**Belge alıntısı**.
===============

Çocukluk dönüp dolaşıp geldiğimiz mahallemizdir. Çocukken karşılaştığımız şeyleri anlamlandırmak için sürekli sorular sorarız. Yaşlanınca anlam bırakmak için sorular sorarız, kendimize ve çevremize. Yaşlandıkça çocukluğumuza geri döneriz, hareketlerimiz, davranışlarımız, ses tonumuz çocukluk mahallesine geri döner. Şimdi sana, kendi küçük bahçelerinde yaşadıkları mutluluğun tohumlarını geleceğin çocuklarına vermek için çabalayan yaşını almış dört silahşörün, dört sıkı dostun yaşlı bedenlerinde sakladıkları umutlardan, yasaklı olan konulardan, Ağaçlardan Bahsedeceğim.
Uyarı: Bu inceleme yazısında sürprizbozan/spoiler bulunmamakla birlikte, film hakkında fragmanından erişebileceğin bilgilere yer verdim.

===============

**Verilen malzeme**.

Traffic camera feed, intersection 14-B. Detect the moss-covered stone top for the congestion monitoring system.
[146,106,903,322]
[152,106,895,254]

===============

**Kısa görev 1**. Belge alıntısında "Çocukluk dönüp dolaşıp" kısmından "konulardan, Ağaçlardan Bahsedeceğim." kısmına kadar uzanan bölümü harfi harfine kopyala.
**Kısa görev 2**. Belge alıntısına göre yaşını almış dört dost, kendi küçük bahçelerinde yaşadıkları mutluluğun tohumlarını kime vermek için çabalıyor?

**Alıştırma cevabı 1**.
Çocukluk dönüp dolaşıp geldiğimiz mahallemizdir. Çocukken karşılaştığımız şeyleri anlamlandırmak için sürekli sorular sorarız. Yaşlanınca anlam bırakmak için sorular sorarız, kendimize ve çevremize. Yaşlandıkça çocukluğumuza geri döneriz, hareketlerimiz, davranışlarımız, ses tonumuz çocukluk mahallesine geri döner. Şimdi sana, kendi küçük bahçelerinde yaşadıkları mutluluğun tohumlarını geleceğin çocuklarına vermek için çabalayan yaşını almış dört silahşörün, dört sıkı dostun yaşlı bedenlerinde sakladıkları umutlardan, yasaklı olan konulardan, Ağaçlardan Bahsedeceğim.

**Alıştırma cevabı 2**. Geleceğin çocuklarına.